**Activity**
Restate the data exactly, with nothing altered.

**Provided records**
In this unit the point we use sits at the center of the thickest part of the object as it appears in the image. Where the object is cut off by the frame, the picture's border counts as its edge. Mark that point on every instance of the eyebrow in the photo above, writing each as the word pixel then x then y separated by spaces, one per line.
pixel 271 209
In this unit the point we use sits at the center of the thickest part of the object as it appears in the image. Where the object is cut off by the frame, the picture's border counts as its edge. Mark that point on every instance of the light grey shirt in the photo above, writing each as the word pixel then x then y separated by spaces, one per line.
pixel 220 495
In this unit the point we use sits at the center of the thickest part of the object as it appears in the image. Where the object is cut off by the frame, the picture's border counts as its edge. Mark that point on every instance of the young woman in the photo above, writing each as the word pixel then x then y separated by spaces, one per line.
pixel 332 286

**Written response**
In this unit the point we use sits at the center of the thickest part of the object as it appears in the image. Where the object is cut off by the frame, the picture's border counts as its edge. Mark that point on every instance of the eyebrow in the photo above, writing each as the word pixel then x then y separated by spaces, one per line.
pixel 271 209
In this unit the point we use sits at the center of the thickest part of the object as it appears in the image. Where the object is cut off by the frame, the picture's border counts as its edge. Mark that point on every instance of the light grey shirt in the photo above, writing each as the word pixel then x then y separated by spaces, one per line.
pixel 220 495
In this unit the point we use sits at the center of the thickest part of the object as it appears in the image. Where the object is cut off by the frame, the picture's border counts as its edge. Mark that point on every instance of the young woman in the photo above, writing each as the word pixel then x then y separated by spaces, one per line.
pixel 332 286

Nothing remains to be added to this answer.